Job >> Duplicate the stretch from "That’s why I" through "or a vegan?" in the veganism passage, word for word.

Supplied text >>
· · ·

Plus, by being a vegan, by default, you consume less than 1% (basically 0%) of your daily allowance of cholesterol. You still consume a lot of fat, but virtually no cholesterol.

But in my experience, most people either A) don’t know this, B) don’t believe this, or C) don’t care.

Therefore, there are many people who believe in God but who are unable to bring themselves to believe that becoming a vegan is a sustainable lifestyle. They would have great difficulty in denying their belief that consuming animal products is necessary for proper nutrition.

That’s why I think it’s such a great, and difficult, question to answer.

Assuming you’re not already an atheist or agnostic, or vegetarian or vegan, which is more difficult, to become an atheist or a vegan?

I think I am the perfect person to propose this question.

That’s because I am not the stereotypical vegan. Most vegans, as this infographic below demonstrates, are liberal, non-religious females.

· · ·

Supplied information >>
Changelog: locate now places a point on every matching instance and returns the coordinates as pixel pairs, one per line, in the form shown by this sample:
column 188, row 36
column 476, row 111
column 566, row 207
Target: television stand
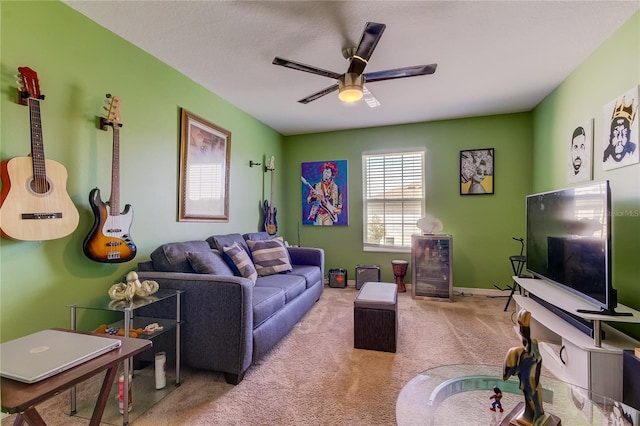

· · ·

Result below >>
That’s why I think it’s such a great, and difficult, question to answer.

Assuming you’re not already an atheist or agnostic, or vegetarian or vegan, which is more difficult, to become an atheist or a vegan?